__Quoted text__.
####

I will say that whilst fan is always a nice upgrade regardless of the string amount, there is much less need for it on basses given the range is generally only 6 strings or less, at least for the masses. Absolutely nothing wrong with straight scale up to 7 strings. I do feel that the explosion of fanned guitars has been driven mostly by extended range, downtuning, and fashion, which are less prominent in bass in my experience. Bassists seem open to new ideas but also very practical, and there is less practical need for it than with ERGs.

Let's not forget that one of the main benefits of fanning for guitars is stopping the bottom strings sounding like a bass. Not so much of a problem for bassists haha


----------



## Hollowway (Oct 31, 2018)

In the overall time line of electric guitars and basses, multi scale has really only just started. We have kind of a skewed take on stuff here, at Fanned Central Station. But, we only started seeing multiscale take off in guitar because we needed it based on 8 stringed guitars. Bassists are far more progressive than guitarists (I completely disagree that they only want their P basses), so we may eventually see it. But a production fanned bass is as likely a sighting as a fanned six string guitar, I’d guess.


----------



## LeviathanKiller (Oct 31, 2018)

Hasn't RondoMusic offered a headless multi-scale bass before?
@MaxOfMetal


----------



## MaxOfMetal (Oct 31, 2018)

LeviathanKiller said:


> Hasn't RondoMusic offered a headless multi-scale bass before?
> @MaxOfMetal



I think they did, but I think it was short scales, like 32" to 34" or something.

EDIT: Yep. http://www.rondomusic.com/HXB-404_3034_Nat_Burl_Headless.html

Total odd-ball.


----------



## A-Branger (Nov 1, 2018)

laxu said:


> Seems to me it would be a great way to avoid neck dive, possibly reduce dead spot issues and make the instrument smaller.



only if you are coming from a Fender style bass. Other basses like Ibanez dont really suffer much from neck dive, only a little bit when sitting down standing theya re fine. See Dingwall, their headstocks are tinny AF, and they have no- neck dive, specially on how long scale they are

as for making the instrument smaller that only applies to guitars, and part of the reason why Headless are so attractive to guitars. Regular guitars have the bridge toward the middle of the boddy, so a headless guitar forces you to make a smaller body so you can access the tunners in the bridge, making a cool new shape and a small light body. Basses already ahve the bridge on the edge of the body, so a headless bass its jsut that, a regular bass with no headstock

yes, smaller body, but again if you step away from the huge table taht Fender basses are, you can find comfortable "small" shapes basses

a real way to reduce body weight and body size is to make a 24 fret bass. Reason why I preffer them over 20-22 fret basses is because of that, it forces the body to be smaller (plus eassier acces to the 15-19th fret

also what a headstock has to do with a dead spot?

####

__Requirement a__.
Reproduce word for word the lines in the records from the line with "Search the above image for: butterfly wing" to the line with "Bounding box format: xmin=176".

__The records__.
####

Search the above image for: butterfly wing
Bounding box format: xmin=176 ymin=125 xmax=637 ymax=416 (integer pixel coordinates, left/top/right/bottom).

####

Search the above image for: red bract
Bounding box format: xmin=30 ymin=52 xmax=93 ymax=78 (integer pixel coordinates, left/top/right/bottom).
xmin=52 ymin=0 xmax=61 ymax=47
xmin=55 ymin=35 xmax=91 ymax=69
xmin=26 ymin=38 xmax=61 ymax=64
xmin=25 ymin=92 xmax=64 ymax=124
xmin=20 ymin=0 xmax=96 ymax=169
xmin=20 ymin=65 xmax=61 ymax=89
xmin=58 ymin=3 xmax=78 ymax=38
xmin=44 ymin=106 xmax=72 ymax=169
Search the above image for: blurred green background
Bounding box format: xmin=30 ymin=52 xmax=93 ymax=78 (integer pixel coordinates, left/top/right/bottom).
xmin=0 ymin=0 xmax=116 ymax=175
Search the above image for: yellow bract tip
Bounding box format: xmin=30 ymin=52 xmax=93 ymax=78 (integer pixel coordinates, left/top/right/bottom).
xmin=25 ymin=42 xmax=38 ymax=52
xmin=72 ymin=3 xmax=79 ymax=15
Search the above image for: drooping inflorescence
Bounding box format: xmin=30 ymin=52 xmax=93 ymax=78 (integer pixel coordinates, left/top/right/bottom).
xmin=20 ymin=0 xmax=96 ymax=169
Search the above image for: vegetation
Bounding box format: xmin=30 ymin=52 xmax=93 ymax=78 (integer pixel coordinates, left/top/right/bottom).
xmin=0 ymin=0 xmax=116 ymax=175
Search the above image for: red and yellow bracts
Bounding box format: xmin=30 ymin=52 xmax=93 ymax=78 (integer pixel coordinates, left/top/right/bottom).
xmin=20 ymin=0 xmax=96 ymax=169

####

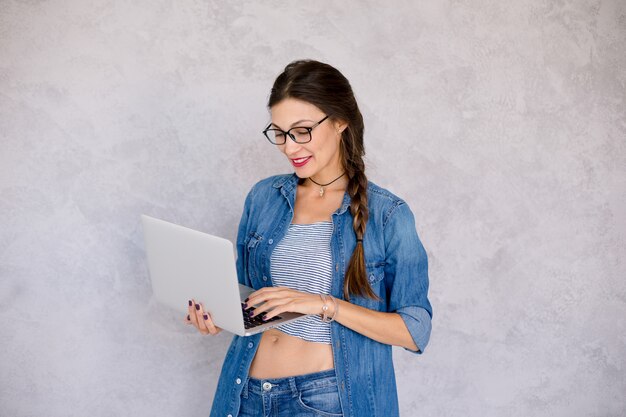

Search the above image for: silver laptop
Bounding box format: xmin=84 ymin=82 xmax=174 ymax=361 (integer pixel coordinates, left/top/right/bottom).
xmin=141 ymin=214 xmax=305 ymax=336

####

__Requirement b__.
From the forum thread on multiscale basses, quote the passage from "I think they" to "(Nov 1, 2018)" exactly.

__Finished answer a__.
Search the above image for: butterfly wing
Bounding box format: xmin=176 ymin=125 xmax=637 ymax=416 (integer pixel coordinates, left/top/right/bottom).

__Finished answer b__.
I think they did, but I think it was short scales, like 32" to 34" or something.

EDIT: Yep. http://www.rondomusic.com/HXB-404_3034_Nat_Burl_Headless.html

Total odd-ball.


----------



## A-Branger (Nov 1, 2018)